● **Part of a data file**:
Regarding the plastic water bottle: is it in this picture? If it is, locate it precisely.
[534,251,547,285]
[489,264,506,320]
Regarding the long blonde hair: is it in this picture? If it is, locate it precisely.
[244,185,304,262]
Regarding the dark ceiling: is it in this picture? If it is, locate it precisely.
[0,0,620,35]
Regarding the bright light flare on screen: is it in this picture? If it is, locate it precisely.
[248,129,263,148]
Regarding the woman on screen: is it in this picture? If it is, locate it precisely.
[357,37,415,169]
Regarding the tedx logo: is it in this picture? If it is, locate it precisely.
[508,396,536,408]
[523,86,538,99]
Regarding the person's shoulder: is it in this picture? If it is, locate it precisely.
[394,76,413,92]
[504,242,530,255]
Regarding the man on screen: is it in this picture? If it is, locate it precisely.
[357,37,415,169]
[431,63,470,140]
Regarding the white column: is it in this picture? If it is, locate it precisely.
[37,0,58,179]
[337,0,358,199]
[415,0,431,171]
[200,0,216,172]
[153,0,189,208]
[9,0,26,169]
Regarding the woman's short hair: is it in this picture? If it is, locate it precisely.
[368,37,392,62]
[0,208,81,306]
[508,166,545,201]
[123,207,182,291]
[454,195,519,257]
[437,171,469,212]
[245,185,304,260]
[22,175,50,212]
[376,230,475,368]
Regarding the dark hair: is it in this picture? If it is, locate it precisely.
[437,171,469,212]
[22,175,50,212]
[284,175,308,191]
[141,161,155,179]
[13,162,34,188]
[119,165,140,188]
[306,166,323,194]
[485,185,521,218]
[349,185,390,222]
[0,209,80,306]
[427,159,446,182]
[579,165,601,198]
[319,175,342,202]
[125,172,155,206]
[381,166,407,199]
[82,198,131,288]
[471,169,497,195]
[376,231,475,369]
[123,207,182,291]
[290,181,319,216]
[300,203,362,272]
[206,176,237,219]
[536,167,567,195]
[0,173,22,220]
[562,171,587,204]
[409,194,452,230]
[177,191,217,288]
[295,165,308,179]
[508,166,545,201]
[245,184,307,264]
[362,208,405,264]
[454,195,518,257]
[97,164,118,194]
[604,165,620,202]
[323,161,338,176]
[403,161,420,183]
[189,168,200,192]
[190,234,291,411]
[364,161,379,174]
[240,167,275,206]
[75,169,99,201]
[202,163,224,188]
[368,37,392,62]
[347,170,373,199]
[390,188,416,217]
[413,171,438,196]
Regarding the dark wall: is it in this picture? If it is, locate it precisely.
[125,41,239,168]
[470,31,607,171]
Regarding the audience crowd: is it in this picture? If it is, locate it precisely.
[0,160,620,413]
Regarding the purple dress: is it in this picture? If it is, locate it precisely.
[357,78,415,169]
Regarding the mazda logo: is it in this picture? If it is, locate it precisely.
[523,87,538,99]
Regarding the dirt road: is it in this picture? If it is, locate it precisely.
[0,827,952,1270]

● **What the exercise asks**:
Copy all the records again, swapping every instance of "on screen" for "on the screen" and leaving the rest as it is.

● **Solved exercise**:
Regarding the plastic water bottle: is it in this picture? If it is, locate it precisely.
[534,251,547,285]
[489,264,506,320]
Regarding the long blonde hair: is it in this picture? If it is, locate it precisely.
[244,185,304,262]
Regarding the dark ceiling: is it in this picture? If it is, locate it precisely.
[0,0,620,35]
Regarding the bright light flare on the screen: is it in this picture? If it is, locate it precisely.
[248,129,263,148]
Regarding the woman on the screen: is it in this picture? If it is, locate it precisely.
[357,37,415,169]
Regarding the tedx logo: is it in this picture? If it is, locate it precisely.
[508,396,536,408]
[523,86,538,99]
Regarding the person's shoulder: is it in this picture? If it is, locate it precisely.
[394,76,413,92]
[504,242,530,255]
Regarding the man on the screen: is it in this picture? If it is, locate it precisely.
[357,37,415,169]
[431,63,470,140]
Regarding the white column: is it in this picture? If it is, locate it precisely.
[37,0,58,179]
[337,0,358,199]
[415,0,431,171]
[200,0,216,172]
[153,0,189,208]
[9,0,26,169]
Regarding the woman's short hair: is it in this picture? If it is, locate it precisely.
[368,37,392,62]
[0,208,81,306]
[508,166,545,201]
[123,207,182,291]
[454,195,519,257]
[437,171,469,212]
[245,185,304,260]
[22,175,50,212]
[376,230,475,368]
Regarding the dark hair: is it in this picture? If it is, locate it precisely.
[437,171,469,212]
[22,175,50,212]
[284,175,308,191]
[141,161,155,179]
[13,162,34,188]
[119,165,140,188]
[306,166,323,194]
[485,185,521,218]
[349,185,390,222]
[0,209,80,306]
[427,159,446,182]
[579,165,601,198]
[319,175,342,202]
[125,172,155,206]
[381,166,407,199]
[82,198,131,288]
[471,169,497,195]
[376,231,475,369]
[123,207,182,291]
[290,181,319,216]
[300,203,362,272]
[206,176,237,219]
[536,167,567,195]
[0,173,22,220]
[562,171,587,204]
[409,194,452,230]
[177,191,217,288]
[295,165,308,179]
[508,166,545,201]
[245,184,307,264]
[362,208,405,264]
[454,195,518,257]
[97,164,118,194]
[604,165,620,202]
[323,161,338,176]
[403,161,420,183]
[189,168,200,192]
[190,234,291,411]
[364,161,379,174]
[240,167,275,206]
[75,169,99,201]
[202,163,224,188]
[368,37,392,62]
[347,170,373,199]
[390,188,416,217]
[413,171,438,196]
Regarding the dark wall: is it in this picture? If it is, locate it precisely.
[125,41,239,168]
[470,31,607,171]
Regarding the audience crowd: is it in this picture? If it is, locate it precisely.
[0,160,620,413]
Regarding the purple dress: is it in this picture? If it is, locate it precisely.
[357,78,415,169]
Regarding the mazda logo: is it in this picture? If it is, locate it precisely.
[523,87,538,99]
Regarding the dirt road: is it in this picture? If it is, locate it precisely.
[0,827,952,1270]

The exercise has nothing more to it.